**Deine Aufgabe:** Gibst du aus dem Textauszug über die heutige Jugend die Stelle von „Alle haben Mitleid“ bis einschließlich „eine schnelle DSL-Leitung.“ wortgetreu wieder?

Alle haben Mitleid mit der „Jugend von heute“. – Zu Recht? In ihren Büchern spricht eine »Lost Generation« über »Herzmist«, Uni-Stress und warum am Ende der richtige Körpergeruch wichtiger ist als eine schnelle DSL-Leitung.
„Sie waren zwar meistens schon 20, 25 oder 30 Jahre alt, aber geistig noch erkennbar Jugendliche. Sie würden es wohl auch immer bleiben, denn ein Erwachsenenleben wurde ihnen von der Welt nicht angeboten. Also zum Beispiel eine Karriere, ein echtes Berufs- oder ein echtes Eheleben“, schreibt Joachim Lottmann, 52 Jahre alt, in seinem gerade erschienenen Krisenroman „Der Geldkomplex“ über eine Gruppe Jugendlicher aus Berlin Mitte. Neuerdings hat die Generation 50Plus Mitleid mit dem Nachwuchs von heute: Überbevölkerung, Arbeitsplatzmangel, Klimakatastrophe, Finanzcrash und allgemeiner Globalisierungsstress verdunkeln die Zukunft. Verwunderlich, dass 59 Prozent der 20- bis 35-Jährigen noch nie demonstriert haben. Diese Zahl vermeldet jedenfalls das Magazin NEON („66 neue Tipps für ein besseres Leben“). In seiner Novemberausgabe beschäftigt sich der junge „Stern“-Ableger unter anderem mit digitaler Eifersucht und Mindestlohn für Praktikanten.
Schöne neue Welt – schöne neue Fragen. Die Elterngeneration musste sich zwischen 20 und 35 weder mit Internet und digitaler Eifersucht noch mit unbezahlten Praktika auseinandersetzen. Wohnungen waren Mangelware. Jobs nicht. NEON-Autorin Elena Senft zitiert am Anfang ihres launigen Erwachsenwerden-Buchs „Und plötzlich ist später jetzt“ eine Mutter mit den Worten: „Also, jung sein, da hätt‘ ich jetzt auch keine Lust mehr zu … mit Emails und so.“ – Nur die angesprochene Jugend, die hat, schaut man auf den Buchmarkt, „mit Emails und so“ kaum Probleme.

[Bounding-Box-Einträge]

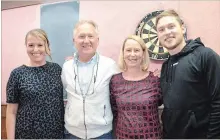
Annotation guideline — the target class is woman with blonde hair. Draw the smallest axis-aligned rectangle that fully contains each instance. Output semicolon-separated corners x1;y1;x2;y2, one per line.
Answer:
6;29;64;139
110;35;162;139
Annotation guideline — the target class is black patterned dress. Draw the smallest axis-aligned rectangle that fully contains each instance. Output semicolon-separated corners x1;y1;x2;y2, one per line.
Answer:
6;62;64;139
110;72;162;139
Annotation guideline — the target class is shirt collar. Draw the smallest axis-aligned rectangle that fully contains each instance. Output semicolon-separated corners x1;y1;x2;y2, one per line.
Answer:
74;53;97;64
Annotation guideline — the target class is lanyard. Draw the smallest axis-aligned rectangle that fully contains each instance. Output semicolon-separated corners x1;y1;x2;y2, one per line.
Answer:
73;54;99;98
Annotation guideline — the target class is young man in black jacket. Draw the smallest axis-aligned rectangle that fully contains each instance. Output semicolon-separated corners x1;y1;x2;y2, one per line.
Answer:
156;10;220;139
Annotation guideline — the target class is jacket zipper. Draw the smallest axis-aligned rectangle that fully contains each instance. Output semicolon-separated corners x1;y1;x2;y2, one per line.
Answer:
103;105;107;125
83;96;87;140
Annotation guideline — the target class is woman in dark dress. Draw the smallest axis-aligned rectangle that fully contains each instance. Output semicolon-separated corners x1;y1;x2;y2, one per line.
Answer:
110;35;162;139
6;29;64;139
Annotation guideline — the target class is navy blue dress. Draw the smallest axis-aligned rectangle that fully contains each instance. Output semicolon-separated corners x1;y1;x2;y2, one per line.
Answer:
6;62;64;139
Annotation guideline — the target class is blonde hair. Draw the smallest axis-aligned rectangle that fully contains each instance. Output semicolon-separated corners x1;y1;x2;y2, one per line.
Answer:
73;20;99;37
25;29;52;60
118;35;150;71
155;10;184;27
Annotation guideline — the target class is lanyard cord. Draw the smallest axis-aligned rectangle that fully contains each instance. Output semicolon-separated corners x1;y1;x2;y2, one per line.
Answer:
74;54;99;98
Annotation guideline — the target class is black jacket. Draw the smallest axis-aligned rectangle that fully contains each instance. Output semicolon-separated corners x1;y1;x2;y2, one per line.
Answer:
161;38;220;139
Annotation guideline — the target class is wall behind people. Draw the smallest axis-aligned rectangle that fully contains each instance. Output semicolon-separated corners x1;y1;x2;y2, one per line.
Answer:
2;1;220;103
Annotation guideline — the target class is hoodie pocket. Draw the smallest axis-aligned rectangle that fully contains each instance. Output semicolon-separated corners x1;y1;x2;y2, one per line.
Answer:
162;109;197;138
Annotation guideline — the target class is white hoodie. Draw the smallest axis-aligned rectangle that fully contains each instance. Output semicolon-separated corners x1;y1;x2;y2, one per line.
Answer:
61;55;118;139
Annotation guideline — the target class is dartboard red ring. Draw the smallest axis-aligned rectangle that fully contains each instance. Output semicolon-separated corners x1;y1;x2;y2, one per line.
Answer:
136;10;169;60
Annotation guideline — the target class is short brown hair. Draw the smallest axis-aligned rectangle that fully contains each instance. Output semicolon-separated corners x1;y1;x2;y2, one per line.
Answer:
118;35;150;71
155;10;184;27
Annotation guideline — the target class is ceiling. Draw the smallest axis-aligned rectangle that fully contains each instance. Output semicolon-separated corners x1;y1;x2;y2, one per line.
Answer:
1;0;66;10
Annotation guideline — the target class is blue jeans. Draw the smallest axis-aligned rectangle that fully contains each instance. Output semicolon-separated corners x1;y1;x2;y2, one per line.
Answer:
64;129;113;139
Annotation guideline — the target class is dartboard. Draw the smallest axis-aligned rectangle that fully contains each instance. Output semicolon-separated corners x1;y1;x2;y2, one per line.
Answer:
136;10;186;60
136;11;169;60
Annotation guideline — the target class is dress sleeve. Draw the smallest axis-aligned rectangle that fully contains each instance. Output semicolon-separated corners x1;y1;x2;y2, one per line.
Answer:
6;70;19;103
109;78;117;121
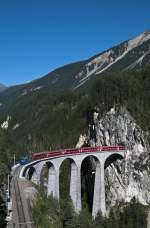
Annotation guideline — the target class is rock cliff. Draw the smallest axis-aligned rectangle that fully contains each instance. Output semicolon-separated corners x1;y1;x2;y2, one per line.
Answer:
78;107;150;207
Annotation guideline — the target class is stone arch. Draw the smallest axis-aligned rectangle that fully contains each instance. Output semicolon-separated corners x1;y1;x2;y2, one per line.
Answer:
104;152;125;211
59;157;78;201
26;166;36;180
81;154;101;213
40;160;56;195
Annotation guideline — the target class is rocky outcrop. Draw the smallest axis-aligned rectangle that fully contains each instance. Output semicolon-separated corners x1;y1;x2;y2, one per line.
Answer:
77;107;150;206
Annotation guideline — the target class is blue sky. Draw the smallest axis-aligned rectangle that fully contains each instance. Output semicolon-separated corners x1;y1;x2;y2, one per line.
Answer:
0;0;150;86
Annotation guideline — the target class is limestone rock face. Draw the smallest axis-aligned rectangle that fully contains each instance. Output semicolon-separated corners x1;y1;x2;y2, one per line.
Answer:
78;107;150;207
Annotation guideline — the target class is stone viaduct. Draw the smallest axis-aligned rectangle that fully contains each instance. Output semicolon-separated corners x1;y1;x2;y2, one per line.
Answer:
20;151;126;217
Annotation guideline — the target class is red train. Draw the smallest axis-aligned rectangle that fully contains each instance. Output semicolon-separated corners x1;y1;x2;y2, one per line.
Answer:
31;146;127;160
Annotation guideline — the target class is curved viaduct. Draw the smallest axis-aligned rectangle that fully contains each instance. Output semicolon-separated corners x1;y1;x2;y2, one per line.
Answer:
20;150;126;217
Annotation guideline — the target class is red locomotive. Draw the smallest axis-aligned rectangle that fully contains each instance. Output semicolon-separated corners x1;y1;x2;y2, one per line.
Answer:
31;146;127;161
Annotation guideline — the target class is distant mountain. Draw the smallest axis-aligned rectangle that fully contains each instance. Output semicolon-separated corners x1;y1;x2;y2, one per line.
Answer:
0;83;6;93
0;31;150;100
0;31;150;142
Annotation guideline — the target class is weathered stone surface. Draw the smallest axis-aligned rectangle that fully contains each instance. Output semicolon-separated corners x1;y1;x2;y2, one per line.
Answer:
77;107;150;206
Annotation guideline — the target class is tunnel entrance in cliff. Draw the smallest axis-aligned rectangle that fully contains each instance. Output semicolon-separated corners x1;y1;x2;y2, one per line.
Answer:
104;153;125;208
81;156;99;213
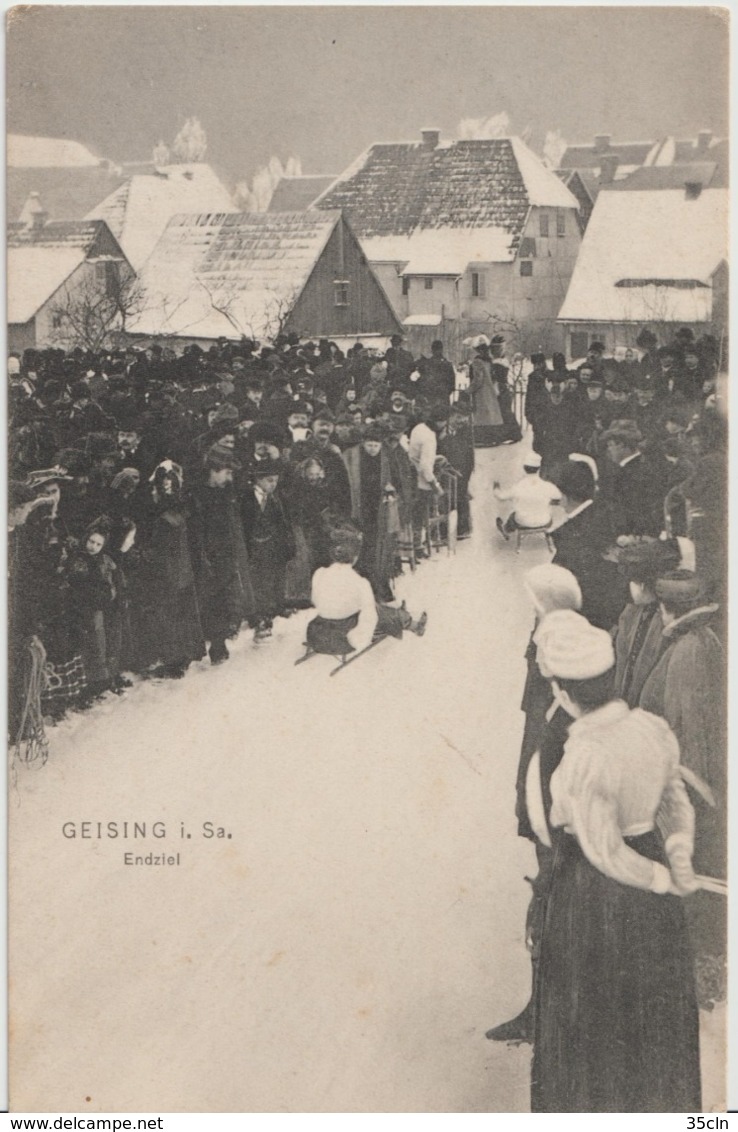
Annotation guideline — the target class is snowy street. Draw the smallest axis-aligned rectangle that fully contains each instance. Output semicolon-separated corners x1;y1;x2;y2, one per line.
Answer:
9;445;720;1113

**Endergebnis:**
Alle haben Mitleid mit der „Jugend von heute“. – Zu Recht? In ihren Büchern spricht eine »Lost Generation« über »Herzmist«, Uni-Stress und warum am Ende der richtige Körpergeruch wichtiger ist als eine schnelle DSL-Leitung.